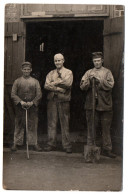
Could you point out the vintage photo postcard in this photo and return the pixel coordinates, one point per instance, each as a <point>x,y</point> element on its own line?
<point>63,97</point>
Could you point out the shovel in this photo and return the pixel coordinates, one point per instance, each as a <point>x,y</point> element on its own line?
<point>92,153</point>
<point>27,131</point>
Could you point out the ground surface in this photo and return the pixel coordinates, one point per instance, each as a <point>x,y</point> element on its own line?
<point>60,171</point>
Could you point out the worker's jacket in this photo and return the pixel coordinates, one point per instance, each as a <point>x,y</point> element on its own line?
<point>103,89</point>
<point>26,90</point>
<point>59,84</point>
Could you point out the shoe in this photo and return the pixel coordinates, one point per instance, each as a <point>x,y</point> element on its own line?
<point>49,148</point>
<point>14,148</point>
<point>108,154</point>
<point>37,148</point>
<point>68,150</point>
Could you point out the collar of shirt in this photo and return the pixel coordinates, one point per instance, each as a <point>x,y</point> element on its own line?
<point>61,70</point>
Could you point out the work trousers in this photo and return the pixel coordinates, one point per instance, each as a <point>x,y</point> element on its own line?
<point>61,111</point>
<point>105,118</point>
<point>20,125</point>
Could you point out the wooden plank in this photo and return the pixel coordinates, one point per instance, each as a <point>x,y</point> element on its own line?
<point>15,51</point>
<point>9,105</point>
<point>9,54</point>
<point>21,48</point>
<point>113,53</point>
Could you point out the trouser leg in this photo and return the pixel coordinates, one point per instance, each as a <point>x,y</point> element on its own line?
<point>52,122</point>
<point>32,125</point>
<point>19,131</point>
<point>64,116</point>
<point>106,119</point>
<point>90,134</point>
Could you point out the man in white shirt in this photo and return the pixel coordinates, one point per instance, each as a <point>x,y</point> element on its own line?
<point>59,83</point>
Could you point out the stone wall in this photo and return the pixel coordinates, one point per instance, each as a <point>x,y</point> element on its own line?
<point>13,12</point>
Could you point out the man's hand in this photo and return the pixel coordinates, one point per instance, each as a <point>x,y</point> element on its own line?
<point>29,104</point>
<point>23,103</point>
<point>97,79</point>
<point>61,90</point>
<point>58,81</point>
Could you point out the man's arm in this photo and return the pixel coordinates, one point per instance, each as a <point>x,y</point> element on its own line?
<point>50,85</point>
<point>65,82</point>
<point>38,94</point>
<point>108,82</point>
<point>85,82</point>
<point>14,95</point>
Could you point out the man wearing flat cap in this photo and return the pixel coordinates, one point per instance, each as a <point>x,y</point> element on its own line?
<point>104,83</point>
<point>26,93</point>
<point>59,83</point>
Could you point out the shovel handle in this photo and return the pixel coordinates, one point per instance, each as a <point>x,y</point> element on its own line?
<point>27,133</point>
<point>93,108</point>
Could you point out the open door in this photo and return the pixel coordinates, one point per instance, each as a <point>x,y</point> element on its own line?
<point>14,56</point>
<point>113,60</point>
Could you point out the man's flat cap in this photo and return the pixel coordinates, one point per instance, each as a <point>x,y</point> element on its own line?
<point>26,64</point>
<point>97,54</point>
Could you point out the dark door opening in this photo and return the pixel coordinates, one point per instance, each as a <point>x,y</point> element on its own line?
<point>76,40</point>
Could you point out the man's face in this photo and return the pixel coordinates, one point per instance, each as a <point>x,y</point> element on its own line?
<point>59,61</point>
<point>97,62</point>
<point>26,70</point>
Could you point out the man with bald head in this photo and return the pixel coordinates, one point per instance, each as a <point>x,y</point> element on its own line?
<point>59,83</point>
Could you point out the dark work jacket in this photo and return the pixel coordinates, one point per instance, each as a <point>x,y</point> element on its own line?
<point>103,89</point>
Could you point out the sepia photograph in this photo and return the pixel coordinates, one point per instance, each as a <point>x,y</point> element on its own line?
<point>63,97</point>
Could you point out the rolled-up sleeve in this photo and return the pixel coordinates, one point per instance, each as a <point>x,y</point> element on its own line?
<point>67,81</point>
<point>14,92</point>
<point>108,82</point>
<point>38,94</point>
<point>85,83</point>
<point>48,83</point>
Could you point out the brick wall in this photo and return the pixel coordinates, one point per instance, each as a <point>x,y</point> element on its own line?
<point>14,11</point>
<point>118,10</point>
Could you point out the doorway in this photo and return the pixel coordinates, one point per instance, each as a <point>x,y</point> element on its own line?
<point>76,40</point>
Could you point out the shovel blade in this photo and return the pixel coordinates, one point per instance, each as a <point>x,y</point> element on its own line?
<point>91,153</point>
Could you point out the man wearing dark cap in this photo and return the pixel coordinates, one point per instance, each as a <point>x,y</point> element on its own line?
<point>26,93</point>
<point>104,83</point>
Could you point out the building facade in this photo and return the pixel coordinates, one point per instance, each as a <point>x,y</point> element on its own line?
<point>35,32</point>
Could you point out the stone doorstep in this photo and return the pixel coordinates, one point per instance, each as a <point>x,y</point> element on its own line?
<point>56,153</point>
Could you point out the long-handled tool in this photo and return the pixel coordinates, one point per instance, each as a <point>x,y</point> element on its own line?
<point>27,133</point>
<point>92,153</point>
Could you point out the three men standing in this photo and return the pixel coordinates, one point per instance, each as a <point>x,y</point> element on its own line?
<point>59,83</point>
<point>26,93</point>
• • • •
OBJECTIVE:
Reproduce the items from the start through the line with "<point>60,171</point>", replacing "shovel" with "spade" and keeping all else unchanged. Leave the pictures out.

RESPONSE FOR THIS EXERCISE:
Could you point out the vintage photo postcard in this photo and return the pixel coordinates, one point per instance, each as a <point>x,y</point> element on its own line?
<point>63,97</point>
Could you point out the spade in this photo and return the pixel coordinates, one point per instance, each as a <point>x,y</point> element on its own line?
<point>92,153</point>
<point>27,131</point>
Could you point out the ground surface in this photo and return the pixel coordinates, one point per instance, each as a <point>x,y</point> element on its own line?
<point>60,171</point>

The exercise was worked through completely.